#### Trecho do documento ####

Superior Carmelita no Egipto reflecte para ZENIT sobre a vida
consagrada e o encontro com o Papa Francisco no dia 2 de Fevereiro de
2016
O Ano da Vida Consagrada encerrou-se com solenidade no dia dois de Fevereiro. O Papa se encontrou, segundo as informações, com mais de
5000 consagrados, vindos de todos os lados do mundo, para rezar, para
meditar, para escutar a palavra do pai e pastor da Igreja, o Papa
Francisco. Ele é jesuíta, e como consagrado, durante estes anos do seu
pontificado, falou mais do que os outros Papas em muitos anos de
pontificado. Conhece bem a vida religiosa, a sua beleza, as suas
necessidades para a vida da Igreja, e conhece também muito bem os
“defeitos ,os pecados, os lados fracos e débeis” da vida consagrada.
Está consciente que, sem a vida consagrada, especialmente a feminina, a
acção da Igreja nos lugares de extremas fronteiras, e nos ambientes das
periferias existenciais, dos sofrimentos humanos, seria deficiente.
O Papa vê na vida religiosa uma força evangelizadora única. Há
muitos religiosos e religiosas, como tem dito o Papa, que vivem com
fidelidade a própria consagração a Deus e ao serviço dos irmãos. O Papa
Francisco, deixando de lado o texto preparado, falou espontaneamente e
se movimentou com tranquilidade única nos campos “próprios da vida
consagrada”, que só um religioso pode fazer. Sabemos que a sua maneira
de abordar os assuntos mais espinhentos “são reais e humorísticos”,
entre um sorriso e outro, diz verdades que tocam profundamente as
feridas abertas da vida consagrada. A escassez de vocações que não se
resolve, como diz o Papa, “com inseminação artificial”, convidando e
aceitando todos os que se apresentam e dizem que querem ser religiosos.

####

● **Pedido escrito 1**
Indique se cada afirmação a seguir está de acordo com o trecho, respondendo sim ou não e citando literalmente as palavras do trecho que decidem a resposta.
(a) O encontro com o Papa reuniu mais de 5000 consagrados.
(b) O Papa Francisco leu o texto preparado do começo ao fim.
(c) O Papa Francisco é franciscano.
● **Pedido escrito 2**
Transcreva literalmente tudo o que vai de "Está consciente que, sem" até "humanos, seria deficiente." no trecho.
Baseie-se somente no trecho.

#### Dados fornecidos ####

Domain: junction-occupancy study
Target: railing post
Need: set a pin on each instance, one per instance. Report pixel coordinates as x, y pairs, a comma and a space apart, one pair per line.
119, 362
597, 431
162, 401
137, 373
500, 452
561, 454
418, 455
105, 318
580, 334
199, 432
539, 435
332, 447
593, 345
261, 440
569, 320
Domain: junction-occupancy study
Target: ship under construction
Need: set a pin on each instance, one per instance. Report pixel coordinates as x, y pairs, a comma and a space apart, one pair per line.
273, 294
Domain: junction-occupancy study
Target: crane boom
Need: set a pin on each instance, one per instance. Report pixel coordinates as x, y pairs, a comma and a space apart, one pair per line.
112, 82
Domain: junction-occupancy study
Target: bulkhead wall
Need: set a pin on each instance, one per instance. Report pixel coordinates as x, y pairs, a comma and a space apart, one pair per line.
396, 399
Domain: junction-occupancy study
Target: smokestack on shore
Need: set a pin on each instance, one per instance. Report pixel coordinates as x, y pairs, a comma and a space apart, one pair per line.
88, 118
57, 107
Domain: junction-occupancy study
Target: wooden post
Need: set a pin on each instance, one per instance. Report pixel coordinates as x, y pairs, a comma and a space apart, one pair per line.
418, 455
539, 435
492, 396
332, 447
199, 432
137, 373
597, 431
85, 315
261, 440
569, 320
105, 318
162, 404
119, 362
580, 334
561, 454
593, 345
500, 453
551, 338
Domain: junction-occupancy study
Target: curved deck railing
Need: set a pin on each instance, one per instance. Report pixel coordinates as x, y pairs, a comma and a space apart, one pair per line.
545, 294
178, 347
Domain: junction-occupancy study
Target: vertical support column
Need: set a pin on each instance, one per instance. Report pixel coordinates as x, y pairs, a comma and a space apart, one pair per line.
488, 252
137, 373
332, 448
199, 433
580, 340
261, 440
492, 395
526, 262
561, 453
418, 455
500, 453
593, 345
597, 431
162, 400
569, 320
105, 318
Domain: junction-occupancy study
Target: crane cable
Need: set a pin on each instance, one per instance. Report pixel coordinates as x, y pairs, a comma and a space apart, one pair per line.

####
#### Dados fornecidos ####

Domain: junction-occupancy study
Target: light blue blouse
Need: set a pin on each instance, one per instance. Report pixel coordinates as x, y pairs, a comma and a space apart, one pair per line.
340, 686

####
#### Dados fornecidos ####

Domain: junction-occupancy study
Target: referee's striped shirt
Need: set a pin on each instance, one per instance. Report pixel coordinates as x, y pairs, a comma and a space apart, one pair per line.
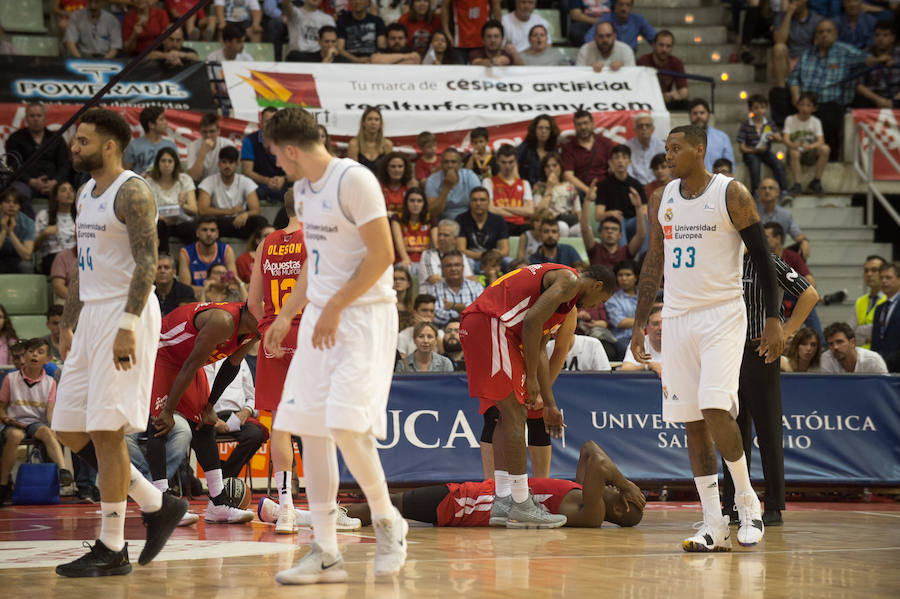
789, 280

####

● **Resultado final 1**
(a) Sim: "mais de 5000 consagrados".
(b) Não: "deixando de lado o texto preparado, falou espontaneamente".
(c) Não: "Ele é jesuíta".

● **Resultado final 2**
Está consciente que, sem a vida consagrada, especialmente a feminina, a
acção da Igreja nos lugares de extremas fronteiras, e nos ambientes das
periferias existenciais, dos sofrimentos humanos, seria deficiente.